** TAREA REQUERIDA 1 **
Reproduce sin cambios el fragmento del texto de lectura que va desde "Si bien había" hasta "diferencia de él.", ambos extremos incluidos.

:: TEXTO DE LECTURA

Si bien había tenido otros honores, ninguna había sido como éste,
me encontraría a una gran exposición, fotógrafos, camarógrafos,
cosas que me ponen nervioso, a diferencia de él.
Y
el momento llegó, me encontraba al pie de las escaleras al recinto
sagrado, con mis manos sudadas, atento a que nos nombren, no podía
quedarme permanentemente en la capilla, debía seguir con mis
responsabilidades, dado que yo estaba encargado de la puerta
principal. Todo era cuestión de minutos y mi señal se presentó, yo
irrumpí bruscamente y me abarajó un colaborador, Manuel me entregó
la ofrenda y me explicó todo, así que nos alineamos, luego
avanzamos hacia el cardenal, quien recibió a Catalina, después a
Francisco y al llegar a mí, avancé y logré observar la cara del
cardenal, quien posó sus ojos sobre mi distintivo que sugería
vigilancia y seguridad, luego retrocedí lentamente y regresé a mi
puesto de trabajo. Por momentos me quedaba escuchando al pie de la
escalera, así pudiendo escuchar el cierre y los agradecimientos,
donde me nombraron con nombre y apellido. Ahí, mi preocupación
creció, mi ego se expandía de tal forma que temía no poder
atravesar la gran puerta de dos hojas de la capilla.

::::

** TAREA REQUERIDA 2 **
Transcribe al pie de la letra el tramo de las entradas de abajo que va desde la línea que contiene "Two rules. Place a point on every instance of the white" hasta el final de las entradas, con esa línea incluida.

:: ENTRADAS PROPORCIONADAS

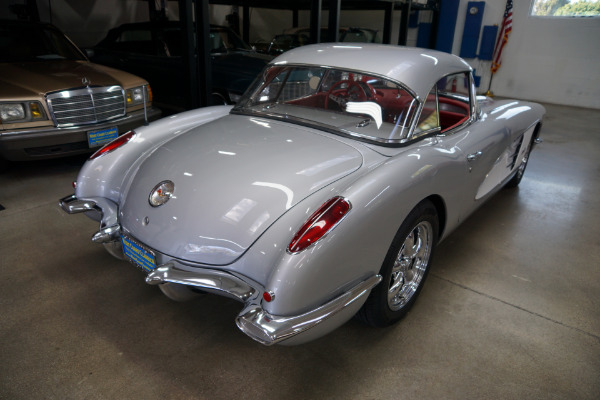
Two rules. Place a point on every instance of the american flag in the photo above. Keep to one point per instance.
(502, 37)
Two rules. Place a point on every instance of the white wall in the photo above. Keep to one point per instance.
(552, 60)
(549, 60)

::::

** RESPUESTA CORRECTA 1 **
Si bien había tenido otros honores, ninguna había sido como éste,
me encontraría a una gran exposición, fotógrafos, camarógrafos,
cosas que me ponen nervioso, a diferencia de él.

** RESPUESTA CORRECTA 2 **
Two rules. Place a point on every instance of the white wall in the photo above. Keep to one point per instance.
(552, 60)
(549, 60)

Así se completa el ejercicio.